[THE TASK]
Transcribe all of the data below verbatim, omitting any pictures.

━━━━━━━━

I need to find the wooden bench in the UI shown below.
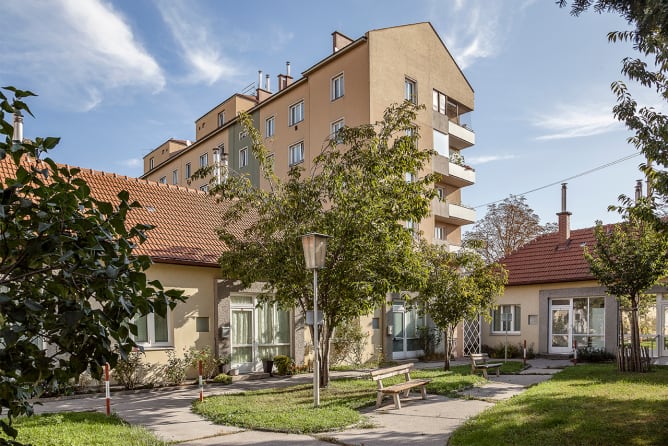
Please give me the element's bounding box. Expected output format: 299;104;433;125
371;362;431;409
471;353;503;378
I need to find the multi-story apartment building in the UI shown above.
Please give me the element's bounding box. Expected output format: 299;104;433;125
142;23;475;358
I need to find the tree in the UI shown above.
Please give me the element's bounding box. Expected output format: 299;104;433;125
414;243;508;370
464;195;556;263
584;209;668;371
0;87;180;443
209;102;435;386
558;0;668;220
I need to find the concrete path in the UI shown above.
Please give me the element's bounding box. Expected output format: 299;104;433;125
35;360;570;446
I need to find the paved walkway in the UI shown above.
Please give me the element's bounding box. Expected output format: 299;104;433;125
35;359;570;446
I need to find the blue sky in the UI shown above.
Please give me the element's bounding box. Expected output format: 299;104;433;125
0;0;652;228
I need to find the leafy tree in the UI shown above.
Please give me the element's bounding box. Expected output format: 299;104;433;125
464;195;556;263
209;102;435;386
414;243;508;370
0;87;180;443
558;0;668;217
584;209;668;371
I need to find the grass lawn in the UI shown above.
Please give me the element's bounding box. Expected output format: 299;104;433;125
193;362;521;433
0;412;167;446
449;364;668;446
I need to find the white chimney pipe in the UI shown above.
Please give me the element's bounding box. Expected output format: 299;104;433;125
12;111;23;144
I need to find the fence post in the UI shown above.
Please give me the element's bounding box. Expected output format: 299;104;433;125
104;363;111;416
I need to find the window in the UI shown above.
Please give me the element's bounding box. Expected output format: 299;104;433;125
492;305;522;333
404;78;417;104
332;73;344;101
264;116;274;138
239;147;248;167
288;141;304;166
134;313;172;347
288;101;304;127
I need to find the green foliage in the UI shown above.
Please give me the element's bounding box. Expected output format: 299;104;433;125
274;355;294;375
204;102;436;385
414;243;508;370
213;373;232;384
330;319;369;366
0;87;180;435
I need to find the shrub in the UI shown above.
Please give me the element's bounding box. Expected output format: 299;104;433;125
274;355;294;375
213;373;232;384
165;350;190;385
114;351;145;390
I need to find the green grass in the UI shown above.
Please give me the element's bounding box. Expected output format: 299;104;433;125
449;364;668;446
193;366;484;433
0;412;166;446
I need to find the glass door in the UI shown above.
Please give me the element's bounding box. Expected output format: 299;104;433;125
549;300;573;354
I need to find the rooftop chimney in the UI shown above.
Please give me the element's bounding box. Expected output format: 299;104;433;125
557;183;571;242
12;111;23;144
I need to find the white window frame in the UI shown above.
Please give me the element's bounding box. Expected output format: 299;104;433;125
404;77;417;104
239;147;248;168
135;310;174;349
264;116;276;138
288;99;304;127
331;73;345;101
288;141;304;166
490;304;522;334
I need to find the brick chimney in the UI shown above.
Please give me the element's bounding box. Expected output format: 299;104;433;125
557;183;571;242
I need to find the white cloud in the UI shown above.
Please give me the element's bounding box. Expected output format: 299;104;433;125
0;0;165;111
155;1;237;85
531;103;622;141
466;155;517;165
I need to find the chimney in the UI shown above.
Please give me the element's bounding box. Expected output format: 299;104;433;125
12;111;23;144
557;183;571;242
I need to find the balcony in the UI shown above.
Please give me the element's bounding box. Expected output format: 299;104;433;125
431;198;476;226
448;121;475;150
433;155;475;187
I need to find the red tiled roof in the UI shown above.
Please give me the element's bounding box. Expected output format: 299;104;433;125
501;228;596;285
0;158;241;267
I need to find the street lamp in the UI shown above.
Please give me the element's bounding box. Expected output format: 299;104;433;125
302;232;329;407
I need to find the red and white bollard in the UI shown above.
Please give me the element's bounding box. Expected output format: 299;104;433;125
197;361;204;401
104;363;111;416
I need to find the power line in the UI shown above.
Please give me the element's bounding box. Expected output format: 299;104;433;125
473;153;642;209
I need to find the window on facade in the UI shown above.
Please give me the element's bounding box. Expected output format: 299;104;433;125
288;101;304;126
288;141;304;166
264;116;274;138
239;147;248;167
134;313;171;347
332;73;344;101
404;78;417;104
492;305;522;333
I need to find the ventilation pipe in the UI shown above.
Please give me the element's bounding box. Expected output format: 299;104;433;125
557;183;571;242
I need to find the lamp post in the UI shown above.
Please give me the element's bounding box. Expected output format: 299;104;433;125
302;232;329;407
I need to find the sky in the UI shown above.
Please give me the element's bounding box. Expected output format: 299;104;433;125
0;0;658;228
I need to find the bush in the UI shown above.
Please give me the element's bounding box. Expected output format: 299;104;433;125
578;347;615;362
274;355;294;375
213;373;232;384
114;351;145;390
165;350;190;385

━━━━━━━━

[RESPONSE TO THE EXERCISE]
I need to find the wooden bench in the UI shown below.
Please give me the element's bounding box. Expected output format: 299;104;433;125
371;362;431;409
471;353;503;378
I need to find the multi-story apartment building in the UI shown above.
Please give me the element's bounding box. Expected output format: 299;104;433;125
142;23;475;358
I need to find the tree in the UI shown above.
Please give me the element's bounding box. Expected output format: 299;104;433;125
414;243;508;370
464;195;556;263
584;209;668;371
0;87;180;443
209;102;435;386
558;0;668;220
I need to find the concrete path in the UI shown above.
Please give me the element's bounding box. Expected output format: 299;104;433;125
35;360;570;446
I need to find the paved walkway in the UI shown above.
Please give me the element's bounding box. Expected output format: 299;104;433;125
35;359;570;446
I need to find the blue sky in the UI shown above.
Please give me the element's bounding box. Expected output format: 299;104;433;125
0;0;652;228
I need to find the leafy tree in the UI shown above.
Please give me the element's bounding box. Expected output format: 299;104;433;125
464;195;556;263
209;102;435;386
414;243;508;370
0;87;180;443
558;0;668;217
584;209;668;371
I need to find the grass lawn in the UI shown above.
Please give me the element's bounding box. Expected output format: 299;104;433;125
193;362;521;433
0;412;167;446
449;364;668;446
I need to find the white chimney pipe in the UI shown above.
Please give me the element's bounding box. Expected output format: 299;104;433;125
12;111;23;144
I need to find the fence post in the UI shown above.
Please give me the element's bounding box. Expected output format: 299;104;433;125
104;363;111;416
I need to find the window in the UI shown above.
Please give me the element's bounding box. Expected output format: 299;104;433;125
492;305;522;333
404;78;417;104
332;73;344;101
264;116;274;138
239;147;248;167
288;141;304;166
134;313;172;347
288;101;304;127
I need to find the green foliage in the UI shown above.
Please give me the element's bounding box. Expected output format: 299;104;433;125
274;355;294;375
204;102;436;385
414;243;508;370
213;373;232;384
330;319;369;366
0;87;180;435
I need to find the shrub in the UI shown above.
Please give me the element's bounding box. Expected output format: 299;104;433;125
274;355;294;375
213;373;232;384
165;350;190;385
114;351;145;390
I need to find the green grass in the UI shown above.
Please give me the element's bounding box. Expected output format: 299;104;433;125
449;364;668;446
193;366;484;433
0;412;166;446
I need to find the glass door in the UI shown above.
Please give me the element's bounding box. Expected output format: 299;104;433;125
549;300;573;354
I need to find the rooftop chimney in the UI shown above.
Please give me the element's bounding box. Expected output format: 299;104;433;125
557;183;571;242
12;111;23;144
I need to find the white window frame in the UI shown above.
Please give me the element's bounding box. Expected output format: 299;104;433;125
404;77;417;104
239;147;248;168
135;310;174;349
264;116;276;138
288;99;304;127
331;73;345;101
288;141;304;166
490;304;522;334
I need to find the brick chimney in the UI shown above.
Please give me the element's bounding box. Expected output format: 299;104;433;125
557;183;571;242
I need to find the white cloud in the UI shown above.
Please give me the element's bounding box. Expected output format: 299;104;433;125
0;0;165;111
155;1;237;85
531;103;622;141
466;155;517;165
I need to find the chimney in the UI shown above.
Please give me the element's bounding box. Expected output format: 299;104;433;125
12;111;23;144
557;183;571;242
I need to find the balcony in the UI shown above.
Please give me the element's bounding box. Expected output format: 299;104;433;125
431;198;476;226
448;121;475;150
433;155;475;187
I need to find the red tiled roof in the UI shown above.
Please give me the element's bounding box. Expected output format: 299;104;433;125
501;228;596;285
0;158;241;267
I need to find the street lamp in the UI shown above.
Please give me the element's bounding box. Expected output format: 299;104;433;125
302;232;329;407
I need to find the red and white bollard in the UI shown above.
Please give me the element's bounding box. Expected output format: 299;104;433;125
197;361;204;401
104;363;111;416
I need to find the power line in the UI shown above.
Please give me the element's bounding box. Expected output format: 299;104;433;125
473;153;642;209
I need to find the window on facade in the UI shown above.
Please give me the element's bounding box. Expected output format: 299;104;433;125
288;101;304;126
288;141;304;166
264;116;274;138
239;147;248;167
134;313;171;347
332;73;344;101
404;78;417;104
492;305;522;333
I need to find the ventilation pipe in the UI shown above.
Please give me the element's bounding box. Expected output format: 299;104;433;125
557;183;571;242
I need to find the lamp post in the UI shown above.
Please give me the element's bounding box. Expected output format: 299;104;433;125
302;232;329;407
I need to find the sky in the UI shown above.
Please give me the element's bounding box. Expected output format: 299;104;433;125
0;0;658;228
I need to find the bush in the UI shown above.
Please give me the element's bounding box. Expected output format: 299;104;433;125
578;347;615;362
274;355;294;375
213;373;232;384
114;351;145;390
165;350;190;385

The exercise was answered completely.